Passage:
########################################
Peking Duck - gastronomic favourite of the Games

August 11th, 2008 - 3:35 pm ICT by IANS  

Beijing, Aug 11 (IANS) What waddles on two legs and is disappearing faster than they can be roasted? It is Beijing’s signature dish - the Peking Duck. The kitchen in the Olympic Village, which houses over 10,000 athletes from 208 national and regional Olympic committees, is preparing over 300 ducks daily, and they all are finished by 8 p.m., local caterers have been quoted as saying.

“You cannot come to Beijing and not have its eponymous dish,” said one British archer.

The ducks, delicately roasted for about hour on fruitwood ovens, are ceremonially sliced before each guest, wrapped in pancake, and its succulent, golden brown meat served in finger-licking brown or plum sauce with spring onion and cucumber.

There are any number of restaurants that claim to serve the Peking Duck, whose gastronomic history goes back 1,600 years, but the most well-established chain is Quanjude, which in Mandarin means the gathering of all virtues and which has been in business for 146 years.

Its main restaurant, for which there is often a waiting line of over an hour, with guests hanging around in opulent lounges before being ushered into the dining area, has been frequented by dignitaries from all over the world whose photographs adorn its reception area.

It has also featured in movies and served as the setting for TV soaps.

So popular is the dish and its folk culture status in Chinese society that one new rival chain, the Bianyifang, has even opened a Peking duck museum at one of its restaurants that narrates its history and culinary techniques handed down the ages by master chefs.

The Quanjude, which figured in the China Daily as one of the leading Chinese brands today along with Tsingtao beer, Lenovo computers and the Bank of China, has an interesting history. Its founder, Yang Quanren, made a living by selling ducks and chicken in the meat market before going on to have his own shop.
########################################
Dataset entries:
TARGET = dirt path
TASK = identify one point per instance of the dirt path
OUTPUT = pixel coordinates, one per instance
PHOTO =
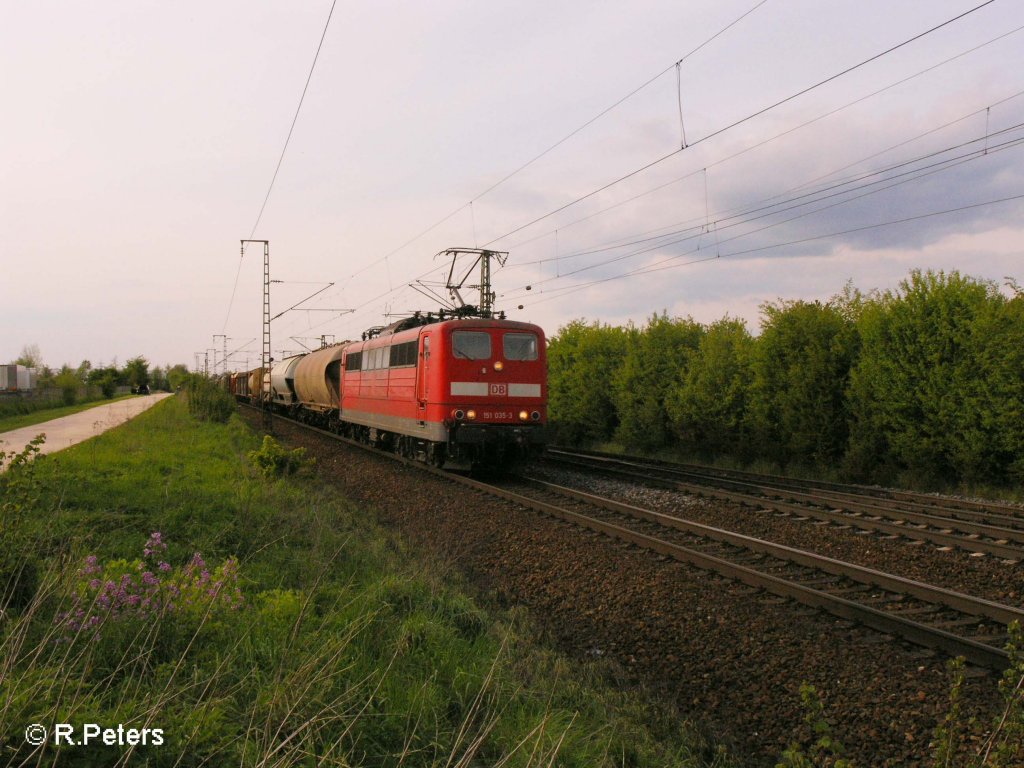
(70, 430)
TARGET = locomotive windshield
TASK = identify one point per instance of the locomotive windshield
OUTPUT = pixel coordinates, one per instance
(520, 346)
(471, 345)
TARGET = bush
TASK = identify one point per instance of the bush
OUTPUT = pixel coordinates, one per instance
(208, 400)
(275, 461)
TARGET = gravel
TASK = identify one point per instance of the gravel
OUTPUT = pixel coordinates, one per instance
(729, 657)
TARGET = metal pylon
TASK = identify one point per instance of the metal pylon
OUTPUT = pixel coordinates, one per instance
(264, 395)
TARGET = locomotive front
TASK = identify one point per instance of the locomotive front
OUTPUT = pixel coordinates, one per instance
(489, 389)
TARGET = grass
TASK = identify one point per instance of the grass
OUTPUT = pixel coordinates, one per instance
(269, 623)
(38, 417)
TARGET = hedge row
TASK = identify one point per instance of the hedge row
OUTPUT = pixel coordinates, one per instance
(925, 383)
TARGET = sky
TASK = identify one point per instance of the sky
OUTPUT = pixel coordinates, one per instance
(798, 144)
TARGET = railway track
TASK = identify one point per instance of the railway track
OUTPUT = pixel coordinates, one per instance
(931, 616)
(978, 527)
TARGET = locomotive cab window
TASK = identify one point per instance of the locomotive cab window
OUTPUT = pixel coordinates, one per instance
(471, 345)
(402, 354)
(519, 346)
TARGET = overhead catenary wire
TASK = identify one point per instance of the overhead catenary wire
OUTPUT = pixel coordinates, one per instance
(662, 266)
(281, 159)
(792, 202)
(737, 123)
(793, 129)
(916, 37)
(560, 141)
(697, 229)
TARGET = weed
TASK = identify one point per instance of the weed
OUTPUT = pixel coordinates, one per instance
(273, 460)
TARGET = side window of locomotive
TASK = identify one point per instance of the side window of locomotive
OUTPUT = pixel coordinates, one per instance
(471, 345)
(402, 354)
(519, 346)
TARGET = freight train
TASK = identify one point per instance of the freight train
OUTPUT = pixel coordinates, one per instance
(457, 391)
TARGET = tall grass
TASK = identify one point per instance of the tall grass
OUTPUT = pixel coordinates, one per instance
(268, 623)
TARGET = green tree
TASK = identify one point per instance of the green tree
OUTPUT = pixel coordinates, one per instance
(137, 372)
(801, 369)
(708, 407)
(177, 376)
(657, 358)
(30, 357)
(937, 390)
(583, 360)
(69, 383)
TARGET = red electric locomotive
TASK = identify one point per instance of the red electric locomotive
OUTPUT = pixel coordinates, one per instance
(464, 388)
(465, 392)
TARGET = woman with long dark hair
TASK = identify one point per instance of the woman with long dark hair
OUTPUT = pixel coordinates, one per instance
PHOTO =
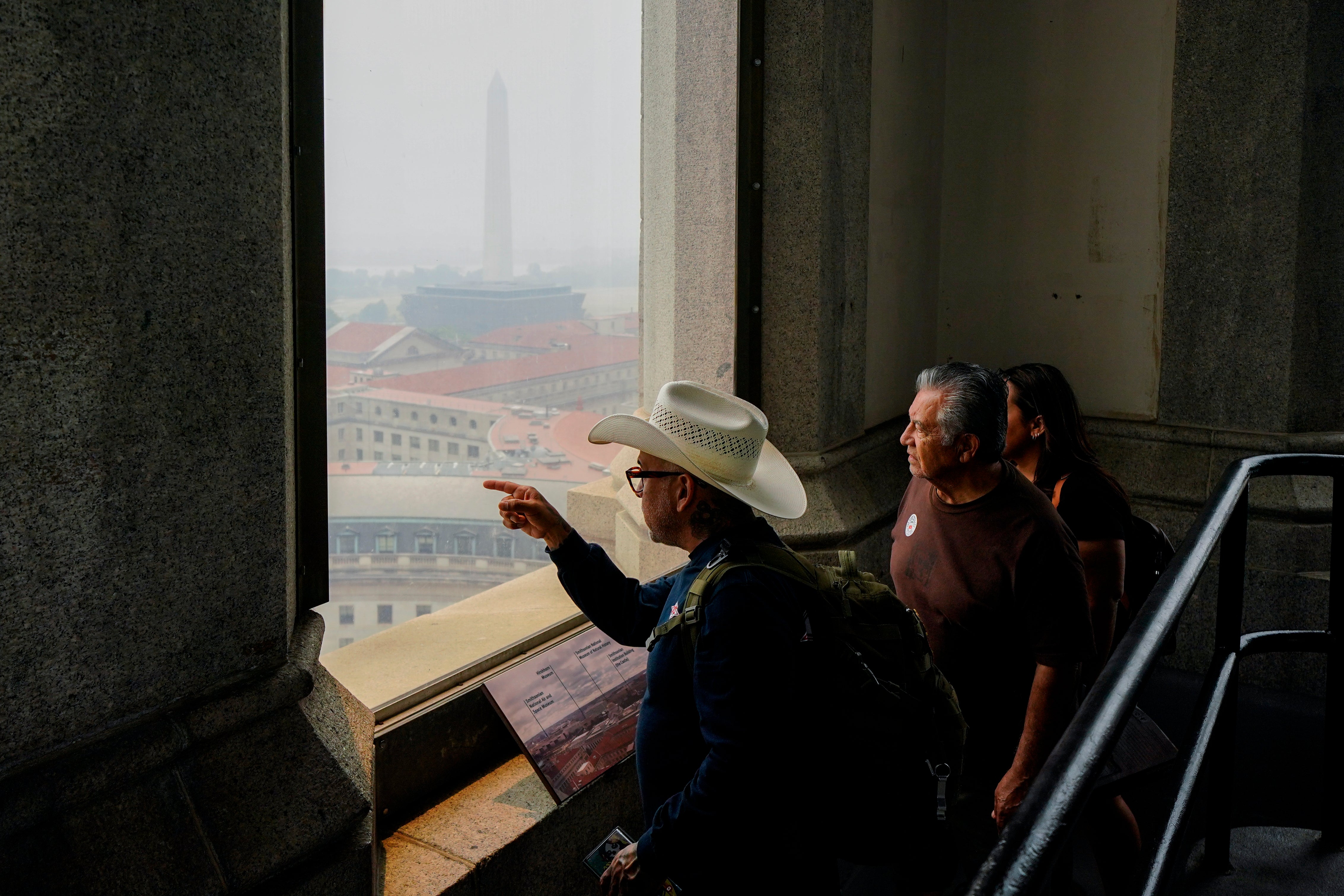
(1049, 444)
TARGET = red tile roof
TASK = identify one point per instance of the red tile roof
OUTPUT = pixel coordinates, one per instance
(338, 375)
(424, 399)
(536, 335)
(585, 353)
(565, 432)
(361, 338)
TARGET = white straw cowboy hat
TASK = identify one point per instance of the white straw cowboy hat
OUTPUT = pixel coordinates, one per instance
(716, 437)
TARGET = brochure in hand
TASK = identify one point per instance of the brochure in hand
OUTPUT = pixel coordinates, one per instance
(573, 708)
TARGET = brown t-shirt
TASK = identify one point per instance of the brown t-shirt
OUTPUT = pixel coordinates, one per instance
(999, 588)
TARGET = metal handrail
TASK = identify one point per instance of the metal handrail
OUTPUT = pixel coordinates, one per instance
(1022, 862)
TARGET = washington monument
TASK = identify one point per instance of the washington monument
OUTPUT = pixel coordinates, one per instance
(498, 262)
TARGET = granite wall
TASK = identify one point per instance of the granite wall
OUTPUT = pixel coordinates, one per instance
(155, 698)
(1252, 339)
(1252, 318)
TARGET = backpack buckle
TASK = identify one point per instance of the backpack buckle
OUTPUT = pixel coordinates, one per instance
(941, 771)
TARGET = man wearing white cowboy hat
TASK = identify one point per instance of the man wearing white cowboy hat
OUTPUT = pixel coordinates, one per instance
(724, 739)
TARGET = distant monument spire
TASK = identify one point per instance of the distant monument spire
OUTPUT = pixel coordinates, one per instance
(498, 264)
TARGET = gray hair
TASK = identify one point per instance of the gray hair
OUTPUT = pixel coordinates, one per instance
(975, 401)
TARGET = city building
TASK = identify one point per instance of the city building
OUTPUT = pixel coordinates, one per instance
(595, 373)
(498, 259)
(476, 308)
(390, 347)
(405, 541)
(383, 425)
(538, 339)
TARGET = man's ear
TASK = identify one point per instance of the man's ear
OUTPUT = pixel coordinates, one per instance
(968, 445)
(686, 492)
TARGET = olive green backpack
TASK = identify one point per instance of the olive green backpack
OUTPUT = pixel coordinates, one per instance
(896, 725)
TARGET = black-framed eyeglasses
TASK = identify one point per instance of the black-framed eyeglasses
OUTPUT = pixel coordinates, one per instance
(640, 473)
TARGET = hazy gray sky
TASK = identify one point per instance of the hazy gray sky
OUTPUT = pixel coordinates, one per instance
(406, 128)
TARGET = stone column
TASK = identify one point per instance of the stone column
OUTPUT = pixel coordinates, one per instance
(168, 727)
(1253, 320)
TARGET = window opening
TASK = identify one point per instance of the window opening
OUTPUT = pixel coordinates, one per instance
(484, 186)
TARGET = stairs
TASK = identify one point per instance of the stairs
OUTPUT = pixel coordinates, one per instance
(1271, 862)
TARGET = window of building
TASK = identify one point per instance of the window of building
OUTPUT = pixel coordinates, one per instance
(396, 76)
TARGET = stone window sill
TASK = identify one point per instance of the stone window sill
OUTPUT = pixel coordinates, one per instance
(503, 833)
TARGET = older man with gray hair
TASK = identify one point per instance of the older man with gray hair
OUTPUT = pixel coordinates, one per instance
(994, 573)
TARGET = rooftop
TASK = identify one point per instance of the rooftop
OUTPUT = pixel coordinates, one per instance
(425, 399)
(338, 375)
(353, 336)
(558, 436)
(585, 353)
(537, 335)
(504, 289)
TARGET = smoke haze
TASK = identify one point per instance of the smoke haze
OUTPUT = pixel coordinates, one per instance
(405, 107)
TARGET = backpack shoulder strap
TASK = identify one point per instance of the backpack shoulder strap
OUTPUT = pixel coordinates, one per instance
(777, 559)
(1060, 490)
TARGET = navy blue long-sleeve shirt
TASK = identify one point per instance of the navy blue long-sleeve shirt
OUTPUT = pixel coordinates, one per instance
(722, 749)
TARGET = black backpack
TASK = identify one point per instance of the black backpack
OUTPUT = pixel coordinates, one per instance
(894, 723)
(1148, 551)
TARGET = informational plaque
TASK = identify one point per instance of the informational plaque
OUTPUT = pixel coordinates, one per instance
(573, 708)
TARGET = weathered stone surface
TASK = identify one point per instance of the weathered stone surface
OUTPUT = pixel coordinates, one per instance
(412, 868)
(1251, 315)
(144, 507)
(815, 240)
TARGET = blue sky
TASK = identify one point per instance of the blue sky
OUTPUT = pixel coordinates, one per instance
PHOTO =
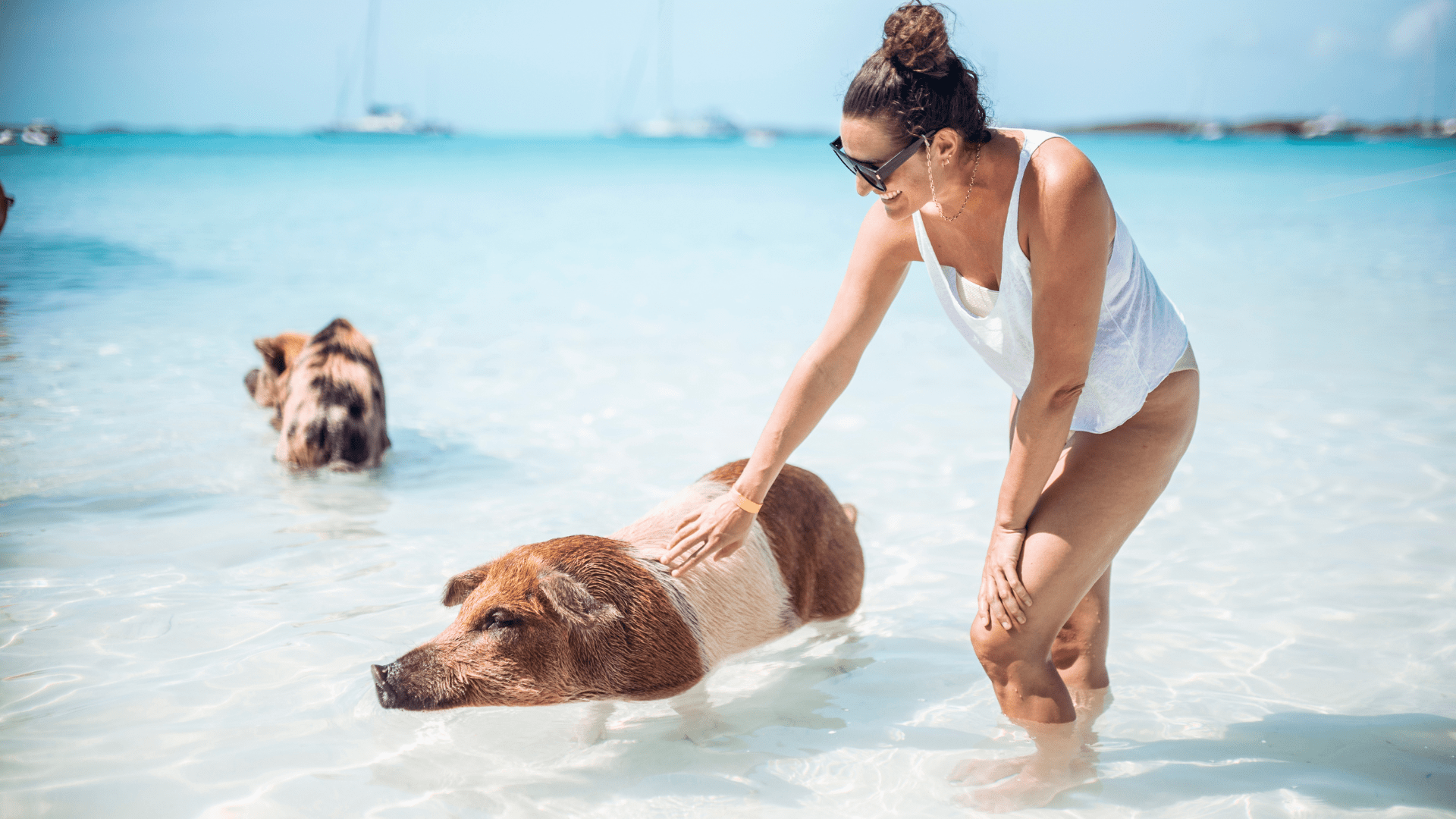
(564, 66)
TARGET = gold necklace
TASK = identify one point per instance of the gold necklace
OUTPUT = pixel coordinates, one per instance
########################################
Problem 1:
Answer these questions about the Peking Duck article:
(a) How many ducks does the Olympic Village kitchen prepare each day?
(b) What does the name Quanjude mean in Mandarin?
(c) Who founded Quanjude?
Problem 2: Duplicate a passage of the Peking Duck article word for word. Begin at the words "The ducks, delicately" and stop after "its reception area.".
Problem 3: Finish out the next part of the Peking Duck article, continuing on from its final sentence.

Answer space 1:
(a) Over 300 ducks.
(b) The gathering of all virtues.
(c) Yang Quanren.

Answer space 2:
The ducks, delicately roasted for about hour on fruitwood ovens, are ceremonially sliced before each guest, wrapped in pancake, and its succulent, golden brown meat served in finger-licking brown or plum sauce with spring onion and cucumber.

There are any number of restaurants that claim to serve the Peking Duck, whose gastronomic history goes back 1,600 years, but the most well-established chain is Quanjude, which in Mandarin means the gathering of all virtues and which has been in business for 146 years.

Its main restaurant, for which there is often a waiting line of over an hour, with guests hanging around in opulent lounges before being ushered into the dining area, has been frequented by dignitaries from all over the world whose photographs adorn its reception area.

Answer space 3:
He changed the method of roasting from a closed-oven method to an open-oven method to simplify and expand production. And the rest was history. The number of ducks said to have been roasted at the Quanjude restaurants is said to number over 100 million.

And everyone who dines there is given a certificate with the number of the special duck that had been roasted for the guest.

Also on offer for local Chinese and the more adventurous non-Chinese diners are other parts of the duck’s anatomy like the head, heart, liver, kidney, feet and wings. The bones are also made into a milky white soup.

Last year Quanjude, which claims its existence since the Qing imperial dynasty, tried to modernise the method of roasting by introducing the electric oven on the plea that it was more eco-friendly. But there was such an outcry from traditionalists that the company hastily went back to the old method of roasting it in a six-foot high drum-shaped fruitwood oven that is said to be responsible for its unique taste.

The Chinese believe that duck meat is therapeutic, especially for those suffering from lung and respiratory ailments. Since the duck stays in water for hours, its meat does not produce body heat like chicken does and is seen as “balanced food”, the Chinese say.

Both the restaurant brands are now applying for preservation of their roasting method as international cultural heritage status.